## WORK TASK
After locating "of the building" in the listing below, copy that line and each one after it exactly, ending with the line that has "of the concrete".

## EXERCISE INPUTS
= = = =
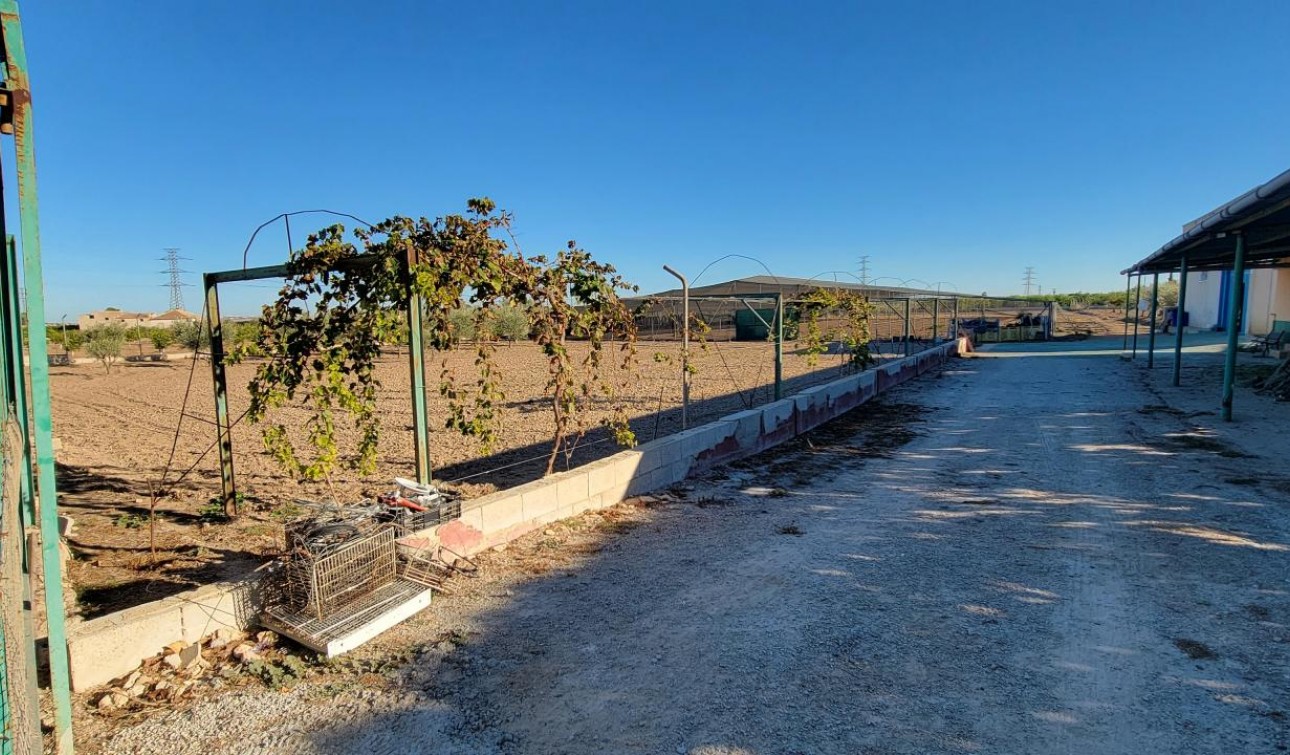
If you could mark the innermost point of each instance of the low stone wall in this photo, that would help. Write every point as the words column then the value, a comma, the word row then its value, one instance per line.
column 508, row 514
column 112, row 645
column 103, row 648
= = = =
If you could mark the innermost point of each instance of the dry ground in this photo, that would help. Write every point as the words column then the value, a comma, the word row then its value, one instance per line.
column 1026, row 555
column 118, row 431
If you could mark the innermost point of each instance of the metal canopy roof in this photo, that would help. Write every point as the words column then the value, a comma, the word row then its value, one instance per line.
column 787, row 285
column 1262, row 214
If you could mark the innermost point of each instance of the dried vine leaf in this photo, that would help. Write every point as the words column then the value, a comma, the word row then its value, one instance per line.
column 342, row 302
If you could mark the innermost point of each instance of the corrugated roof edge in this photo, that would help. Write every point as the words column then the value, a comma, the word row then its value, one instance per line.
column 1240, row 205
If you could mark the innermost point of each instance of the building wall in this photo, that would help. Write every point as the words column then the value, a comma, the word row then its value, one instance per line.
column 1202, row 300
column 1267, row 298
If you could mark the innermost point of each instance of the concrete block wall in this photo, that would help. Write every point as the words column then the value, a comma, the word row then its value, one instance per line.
= = = =
## EXPECTED ANSWER
If you could mark the innermost point of each instance of the building wall in this photo, that would help. Write every point as the words column then the value, a comma, the word row then its value, one instance per line.
column 1202, row 300
column 1267, row 298
If you could mark the innermost point of each instance of the concrete block wall in this photo, that would help. Write every point as the words column then the value, a comma, the word row then its value, one instance per line.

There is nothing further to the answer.